**Given passage:**
Skip to content
Snippets Groups Projects
user avatar
OumaimaAMAL authored
aba50281
History

Data Quality Assessment Ontology (DQA)

Table of Contents

  1. About the Ontology
  2. Download
  3. Contributors
  4. Contact

About the ontology

Overview

The Data Quality Assessment Ontology (DQA) is a suggested extension of the Data Quality Vocabulary (DQV) designed to enhance the assessment of data quality (DQ). It introduces structured evaluation processes, traceability of applied methods, granularities for assessments, and results of applying DQ indicators.

Below is a diagram that represents the DQ Assessment Ontology (DQA):

DQA Overview

Ontology Classes

The ontology defines the following key classes:

  • QualityAssessmentProcess: Represents the process of evaluating DQ.
  • AssessmentGranularity: Represents the level at which DQ is assessed (e.g., unique observation, set of observations).
  • AssessmentLabel: Categorizes the result of a quality evaluation (e.g., "High Quality", "Medium Quality").
  • AssessmentMethod: Defines the method used for DQ assessment, either formula-based or source-based.
  • FormulaBasedMethod: A specific type of assessment method based on predefined formulas.
  • SourceBasedMethod: A specific type of assessment method based on the source of the data.

Object Properties

The ontology includes the following object properties to define relationships between the classes:

  • assessesIndicator: Links a quality assessment process to the indicator it evaluates.
  • findsSource: Links a quality assessment process to the data source identified in the knowledge graph.
  • hasGranularity: Specifies the granularity level at which DQ is assessed.
  • hasLabel: Links a quality measurement to an assessment label.
  • producesResult: Associates a quality assessment process with its resulting evaluation.
  • usesMethod: Links a quality assessment process to the specific method used.
  • usesMetric: Defines the metric used in a formula-based method.

Data Properties

The ontology defines the following data properties:

  • labelThreshold: Specifies the numerical threshold for assigning a quality label (e.g., "High Quality" threshold = 80%).

Usage

Use Case

We consider a simple baseline example. The use case involves five devices installed in a classroom within a campus building. These devices include five sensors: two presence sensors and three integrated into three platforms—an air conditioner, a projector, and a ventilation system—all of which track their energy consumption (in watts) as observations. The use case is described using SOSA.

**Listed entries:**
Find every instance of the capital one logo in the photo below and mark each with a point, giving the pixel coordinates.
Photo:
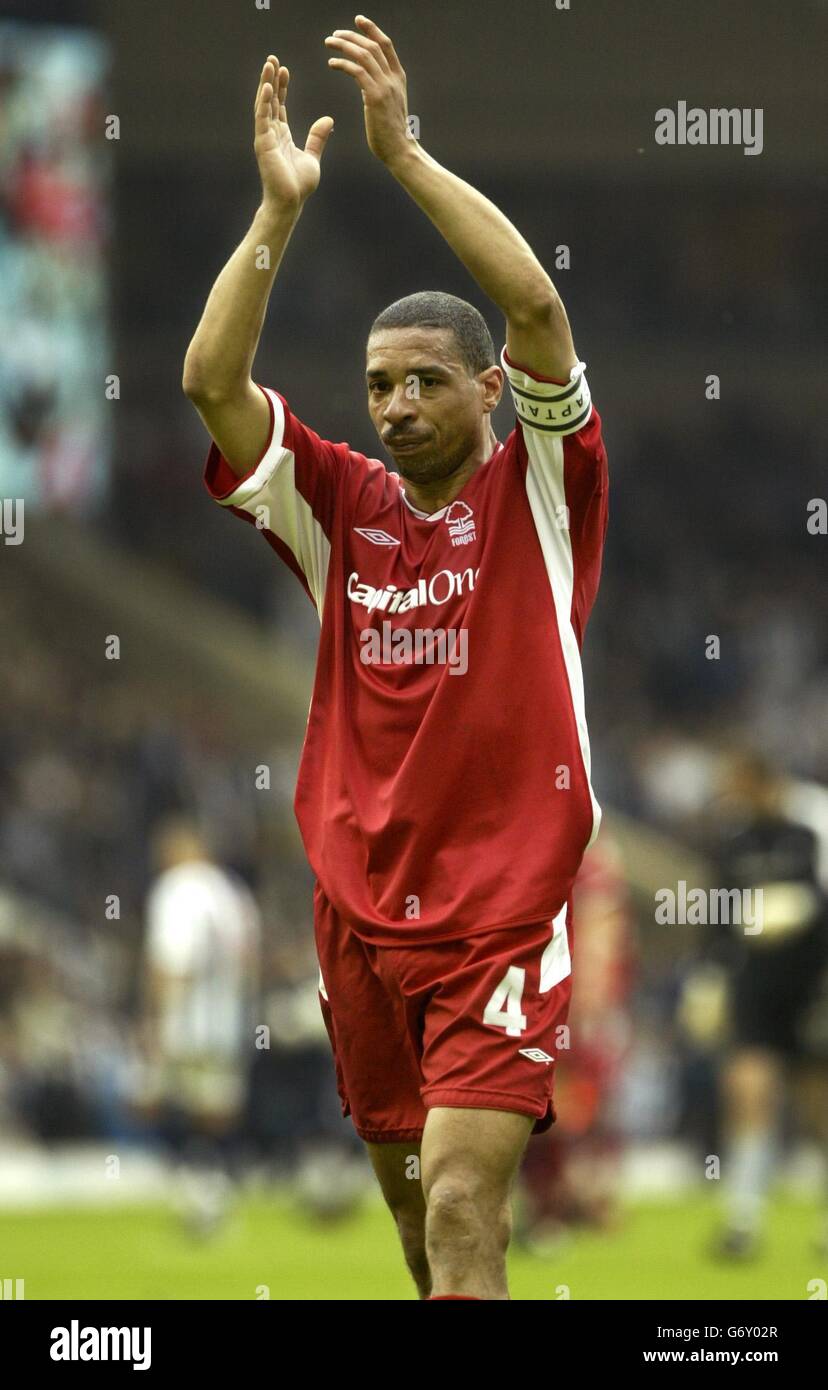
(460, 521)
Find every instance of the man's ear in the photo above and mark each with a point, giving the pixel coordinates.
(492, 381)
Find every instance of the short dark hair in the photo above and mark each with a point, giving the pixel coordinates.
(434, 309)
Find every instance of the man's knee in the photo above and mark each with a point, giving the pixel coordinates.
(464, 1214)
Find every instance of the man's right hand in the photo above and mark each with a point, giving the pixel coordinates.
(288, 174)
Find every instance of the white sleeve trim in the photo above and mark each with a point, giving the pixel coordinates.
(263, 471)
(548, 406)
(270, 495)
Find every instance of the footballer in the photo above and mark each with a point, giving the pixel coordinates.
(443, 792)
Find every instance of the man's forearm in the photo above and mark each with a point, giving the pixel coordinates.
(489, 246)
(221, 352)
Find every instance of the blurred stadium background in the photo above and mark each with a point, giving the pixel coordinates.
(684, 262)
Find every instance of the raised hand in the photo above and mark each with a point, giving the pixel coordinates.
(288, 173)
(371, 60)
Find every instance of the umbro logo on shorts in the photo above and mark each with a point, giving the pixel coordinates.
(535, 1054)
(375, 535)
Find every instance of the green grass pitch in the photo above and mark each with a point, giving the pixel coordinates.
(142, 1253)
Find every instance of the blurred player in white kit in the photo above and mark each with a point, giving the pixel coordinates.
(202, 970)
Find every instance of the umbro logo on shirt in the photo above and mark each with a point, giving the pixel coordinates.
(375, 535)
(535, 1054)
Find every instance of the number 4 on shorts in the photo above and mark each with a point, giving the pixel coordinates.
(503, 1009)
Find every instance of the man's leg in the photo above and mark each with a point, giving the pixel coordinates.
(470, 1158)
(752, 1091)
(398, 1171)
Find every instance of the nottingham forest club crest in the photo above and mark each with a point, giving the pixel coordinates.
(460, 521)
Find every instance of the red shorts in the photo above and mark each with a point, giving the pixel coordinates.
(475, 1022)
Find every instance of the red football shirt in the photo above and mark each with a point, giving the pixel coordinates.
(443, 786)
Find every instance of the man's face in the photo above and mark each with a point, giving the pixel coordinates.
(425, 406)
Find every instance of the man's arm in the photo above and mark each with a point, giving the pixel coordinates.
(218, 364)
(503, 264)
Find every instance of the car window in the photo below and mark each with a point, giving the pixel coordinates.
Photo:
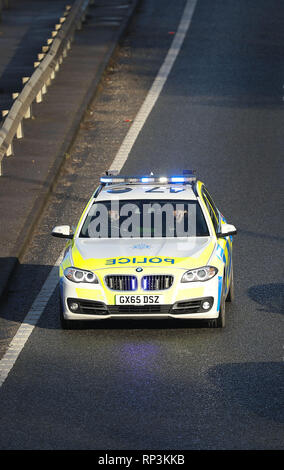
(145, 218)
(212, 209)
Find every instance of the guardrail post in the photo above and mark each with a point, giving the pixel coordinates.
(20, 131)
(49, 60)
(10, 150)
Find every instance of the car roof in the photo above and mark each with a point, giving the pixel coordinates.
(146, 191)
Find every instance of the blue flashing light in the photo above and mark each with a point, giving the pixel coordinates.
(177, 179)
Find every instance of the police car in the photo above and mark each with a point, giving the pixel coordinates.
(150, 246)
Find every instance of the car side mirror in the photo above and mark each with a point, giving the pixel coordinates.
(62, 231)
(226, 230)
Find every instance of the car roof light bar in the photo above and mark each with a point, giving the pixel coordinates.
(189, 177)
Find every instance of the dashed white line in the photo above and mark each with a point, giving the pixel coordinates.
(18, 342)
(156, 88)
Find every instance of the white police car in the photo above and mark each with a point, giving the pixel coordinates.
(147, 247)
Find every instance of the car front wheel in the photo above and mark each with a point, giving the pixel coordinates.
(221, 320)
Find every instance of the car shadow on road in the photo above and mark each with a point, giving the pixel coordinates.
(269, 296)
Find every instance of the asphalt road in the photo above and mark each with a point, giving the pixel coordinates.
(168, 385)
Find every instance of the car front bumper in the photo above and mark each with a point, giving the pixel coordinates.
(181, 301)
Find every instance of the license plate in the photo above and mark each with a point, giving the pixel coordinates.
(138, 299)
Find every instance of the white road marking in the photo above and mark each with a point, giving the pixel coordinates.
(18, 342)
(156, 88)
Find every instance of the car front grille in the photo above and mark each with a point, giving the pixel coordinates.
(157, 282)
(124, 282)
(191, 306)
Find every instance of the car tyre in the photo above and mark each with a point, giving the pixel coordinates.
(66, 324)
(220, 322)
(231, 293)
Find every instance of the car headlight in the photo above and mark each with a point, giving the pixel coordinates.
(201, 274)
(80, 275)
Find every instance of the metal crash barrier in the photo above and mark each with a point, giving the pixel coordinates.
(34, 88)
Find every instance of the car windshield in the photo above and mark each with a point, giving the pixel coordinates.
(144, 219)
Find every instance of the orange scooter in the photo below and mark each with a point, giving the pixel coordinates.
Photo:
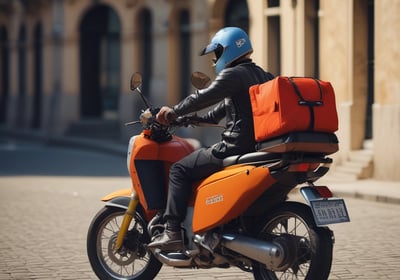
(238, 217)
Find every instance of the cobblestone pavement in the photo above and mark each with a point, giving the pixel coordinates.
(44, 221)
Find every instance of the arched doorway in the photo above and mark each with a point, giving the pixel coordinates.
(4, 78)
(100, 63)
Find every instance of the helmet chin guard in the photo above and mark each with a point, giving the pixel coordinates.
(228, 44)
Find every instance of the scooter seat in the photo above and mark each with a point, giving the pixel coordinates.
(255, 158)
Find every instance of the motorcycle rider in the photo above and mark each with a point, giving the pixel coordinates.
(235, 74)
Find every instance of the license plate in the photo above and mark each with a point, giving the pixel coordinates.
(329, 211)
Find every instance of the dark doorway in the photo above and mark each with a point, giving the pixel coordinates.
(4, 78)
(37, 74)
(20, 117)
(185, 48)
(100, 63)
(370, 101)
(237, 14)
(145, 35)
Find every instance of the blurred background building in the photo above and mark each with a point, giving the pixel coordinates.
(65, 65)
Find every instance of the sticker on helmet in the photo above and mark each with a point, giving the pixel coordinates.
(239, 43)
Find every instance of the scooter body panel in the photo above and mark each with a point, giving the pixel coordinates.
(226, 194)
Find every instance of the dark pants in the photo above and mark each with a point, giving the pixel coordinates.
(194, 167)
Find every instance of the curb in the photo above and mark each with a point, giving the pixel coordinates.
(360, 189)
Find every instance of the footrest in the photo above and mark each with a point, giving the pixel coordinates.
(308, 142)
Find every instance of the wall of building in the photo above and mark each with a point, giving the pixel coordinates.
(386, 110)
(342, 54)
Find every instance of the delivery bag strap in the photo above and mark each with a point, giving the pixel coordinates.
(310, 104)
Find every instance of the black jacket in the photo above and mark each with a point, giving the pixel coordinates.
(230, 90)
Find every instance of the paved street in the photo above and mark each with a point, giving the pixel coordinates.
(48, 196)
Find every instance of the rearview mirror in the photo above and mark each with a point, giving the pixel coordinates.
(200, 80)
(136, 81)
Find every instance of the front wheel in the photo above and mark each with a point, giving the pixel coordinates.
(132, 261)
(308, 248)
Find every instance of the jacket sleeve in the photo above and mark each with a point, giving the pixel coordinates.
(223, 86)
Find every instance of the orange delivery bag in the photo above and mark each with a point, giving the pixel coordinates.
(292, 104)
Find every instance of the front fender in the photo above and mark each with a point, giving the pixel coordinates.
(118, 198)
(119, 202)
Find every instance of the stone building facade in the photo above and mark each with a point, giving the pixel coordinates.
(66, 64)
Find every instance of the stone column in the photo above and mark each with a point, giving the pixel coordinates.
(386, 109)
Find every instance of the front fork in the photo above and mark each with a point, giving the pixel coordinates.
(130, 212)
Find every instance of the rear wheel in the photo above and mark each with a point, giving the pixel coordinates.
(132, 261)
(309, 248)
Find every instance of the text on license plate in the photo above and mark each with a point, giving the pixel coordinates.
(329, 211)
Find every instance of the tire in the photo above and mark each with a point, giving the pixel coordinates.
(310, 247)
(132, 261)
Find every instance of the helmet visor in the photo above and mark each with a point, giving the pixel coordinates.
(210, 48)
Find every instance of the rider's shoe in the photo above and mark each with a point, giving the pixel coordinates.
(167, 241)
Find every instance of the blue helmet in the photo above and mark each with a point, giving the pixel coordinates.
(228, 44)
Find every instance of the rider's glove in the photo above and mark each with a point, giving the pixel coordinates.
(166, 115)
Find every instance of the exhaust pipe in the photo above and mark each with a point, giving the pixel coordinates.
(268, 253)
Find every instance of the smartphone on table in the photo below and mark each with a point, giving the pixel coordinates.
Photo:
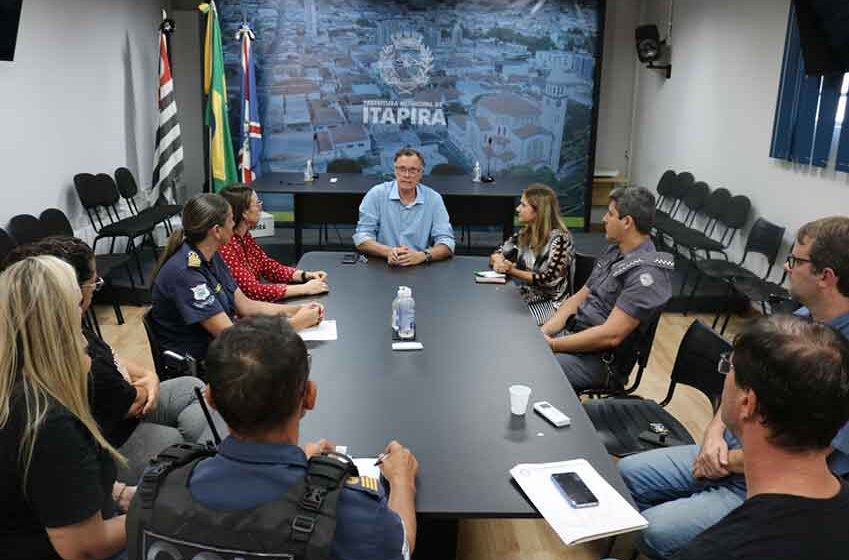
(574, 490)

**Required work:**
(a) Answer these from the DQA ontology description:
(i) Which vocabulary is DQA a suggested extension of?
(ii) What does the object property usesMetric define?
(iii) How many presence sensors are in the use case?
(b) Duplicate the part of the DQA ontology description between "The Data Quality Assessment" and "of evaluating DQ.", inclusive.
(c) Translate this sentence from the DQA ontology description into Spanish: "It introduces structured evaluation processes, traceability of applied methods, granularities for assessments, and results of applying DQ indicators."
The data shown after the DQA ontology description are separate material.

**Answers for this exercise:**
(a)
(i) The Data Quality Vocabulary (DQV)
(ii) The metric used in a formula-based method
(iii) Two

(b)
The Data Quality Assessment Ontology (DQA) is a suggested extension of the Data Quality Vocabulary (DQV) designed to enhance the assessment of data quality (DQ). It introduces structured evaluation processes, traceability of applied methods, granularities for assessments, and results of applying DQ indicators.

Below is a diagram that represents the DQ Assessment Ontology (DQA):

DQA Overview

Ontology Classes

The ontology defines the following key classes:

  • QualityAssessmentProcess: Represents the process of evaluating DQ.

(c) Introduce procesos de evaluación estructurados, trazabilidad de los métodos aplicados, granularidades para las evaluaciones y resultados de aplicar indicadores de DQ.